▶ **TO BE DONE**
Every entry that follows should be repeated exactly; drop the images.

[Excerpts from point annotation data]
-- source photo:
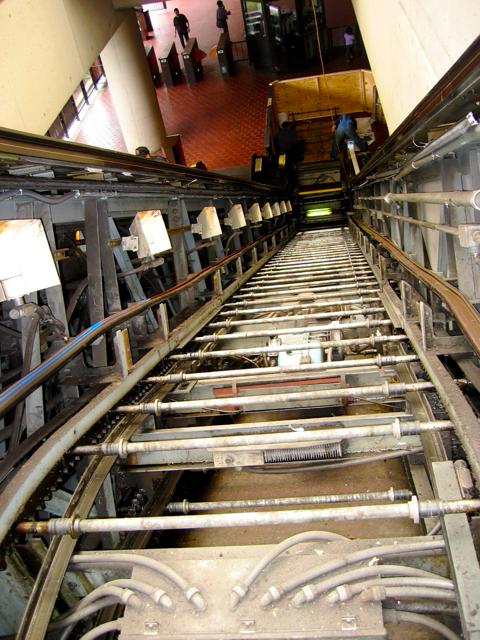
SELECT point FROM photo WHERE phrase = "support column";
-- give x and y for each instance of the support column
(131, 87)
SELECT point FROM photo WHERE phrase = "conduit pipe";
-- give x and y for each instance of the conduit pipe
(310, 592)
(463, 133)
(368, 323)
(385, 390)
(376, 361)
(187, 507)
(396, 429)
(101, 630)
(375, 594)
(371, 341)
(239, 591)
(397, 617)
(346, 592)
(413, 509)
(276, 592)
(107, 558)
(447, 198)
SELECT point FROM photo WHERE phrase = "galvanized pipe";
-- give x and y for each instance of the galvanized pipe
(448, 198)
(187, 507)
(368, 323)
(396, 429)
(385, 390)
(296, 318)
(277, 288)
(310, 274)
(312, 290)
(296, 307)
(463, 133)
(354, 291)
(414, 509)
(314, 344)
(238, 374)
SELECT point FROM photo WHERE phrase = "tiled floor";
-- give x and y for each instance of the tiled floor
(220, 120)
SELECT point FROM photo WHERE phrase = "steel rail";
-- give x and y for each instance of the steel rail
(22, 486)
(26, 385)
(467, 317)
(445, 228)
(447, 198)
(61, 153)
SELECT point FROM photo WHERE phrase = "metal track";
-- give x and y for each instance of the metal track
(339, 372)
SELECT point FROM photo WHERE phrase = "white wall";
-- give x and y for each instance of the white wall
(46, 48)
(411, 44)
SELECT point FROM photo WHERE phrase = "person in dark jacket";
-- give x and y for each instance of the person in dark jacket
(222, 16)
(180, 22)
(346, 130)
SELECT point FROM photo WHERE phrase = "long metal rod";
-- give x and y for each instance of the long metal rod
(448, 198)
(311, 328)
(295, 307)
(294, 318)
(396, 429)
(462, 133)
(385, 390)
(314, 297)
(187, 507)
(238, 374)
(338, 287)
(371, 341)
(22, 486)
(414, 510)
(19, 390)
(298, 283)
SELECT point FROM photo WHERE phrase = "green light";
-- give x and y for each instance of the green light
(317, 213)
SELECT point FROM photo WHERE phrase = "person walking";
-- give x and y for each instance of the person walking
(180, 23)
(345, 130)
(349, 38)
(222, 16)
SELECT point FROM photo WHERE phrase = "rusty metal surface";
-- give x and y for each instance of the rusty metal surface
(467, 317)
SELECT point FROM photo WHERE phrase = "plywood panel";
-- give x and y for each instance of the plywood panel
(347, 92)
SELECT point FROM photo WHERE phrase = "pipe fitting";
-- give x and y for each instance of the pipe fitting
(272, 595)
(161, 598)
(194, 596)
(414, 510)
(239, 591)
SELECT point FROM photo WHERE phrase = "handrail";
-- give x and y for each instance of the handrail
(467, 317)
(16, 145)
(19, 390)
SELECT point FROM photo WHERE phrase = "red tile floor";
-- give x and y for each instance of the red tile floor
(220, 120)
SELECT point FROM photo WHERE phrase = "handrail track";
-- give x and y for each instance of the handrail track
(461, 308)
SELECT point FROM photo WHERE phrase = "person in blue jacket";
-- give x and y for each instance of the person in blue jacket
(345, 130)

▶ **OUTPUT OF THE EXERCISE**
-- source photo:
SELECT point FROM photo WHERE phrase = "support column";
-- give x and y for each instance of the support column
(131, 87)
SELECT point FROM photo WHERE phrase = "conduit pipe";
-- give x and y for each instance of the conduit pipe
(310, 592)
(463, 133)
(368, 323)
(385, 390)
(376, 361)
(187, 507)
(396, 429)
(101, 630)
(375, 594)
(371, 341)
(239, 591)
(397, 617)
(346, 592)
(413, 509)
(276, 592)
(107, 558)
(447, 198)
SELECT point FROM photo WHERE phrase = "galvanized pipe";
-- give x and y for each instance of the galvanized pipe
(448, 198)
(187, 507)
(368, 323)
(396, 429)
(385, 390)
(296, 318)
(277, 288)
(310, 274)
(312, 290)
(296, 307)
(463, 133)
(354, 291)
(414, 509)
(314, 344)
(238, 374)
SELECT point FROM photo WHERE phrase = "tiled floor";
-- give x and y for each instance of the tiled floor
(220, 120)
SELECT point FROM photo WHERE phrase = "steel rail";
-- give x and y for each instance of the steel rail
(22, 486)
(26, 385)
(467, 317)
(445, 228)
(447, 198)
(61, 153)
SELECT point FROM photo WHERE phrase = "metal track";
-- give x and y for each instance of the metal track
(339, 372)
SELECT point FROM photo WHERE phrase = "white wall";
-- give x and y for each instance of the white wall
(46, 48)
(411, 44)
SELECT point FROM photo WHERE phrase = "person in dark jacket";
-- give x and y for each instance of the person in dark jacket
(222, 16)
(180, 22)
(346, 130)
SELECT point FROM photo WHERE phrase = "long metal rod";
-- give x and y for each instance of the long metal rod
(448, 198)
(311, 328)
(295, 307)
(294, 318)
(396, 429)
(462, 133)
(385, 390)
(314, 297)
(187, 507)
(238, 374)
(338, 287)
(371, 341)
(22, 486)
(414, 510)
(19, 390)
(298, 283)
SELECT point FROM photo WHERE phrase = "green light";
-- give x and y for each instance of the green light
(317, 213)
SELECT point FROM photo WHERE phrase = "person walking";
-- give x and y for each instance of the person walking
(180, 23)
(345, 130)
(349, 38)
(222, 16)
SELECT point FROM photo WHERE phrase = "rusty metal surface";
-- give x and y for each instance of the rusty metal surface
(467, 317)
SELECT point FROM photo WHERE phrase = "plywood panel";
-- give x and y for each instance of the plywood panel
(347, 92)
SELECT point FROM photo WHERE phrase = "pipe fitting";
-- give x and y for each instance of the pipe fitting
(272, 595)
(161, 598)
(194, 596)
(414, 510)
(239, 591)
SELECT point FROM photo WHERE phrase = "handrail";
-- give x and y for each instance of the handrail
(467, 317)
(16, 145)
(19, 390)
SELECT point FROM photo WHERE phrase = "red tile floor";
-- give x and y for each instance of the red tile floor
(220, 120)
SELECT point FROM photo WHERE phrase = "handrail track";
-- give x and y for each instance of the handrail track
(461, 308)
SELECT point FROM photo WHERE phrase = "person in blue jacket";
-- give x and y for each instance of the person in blue jacket
(345, 130)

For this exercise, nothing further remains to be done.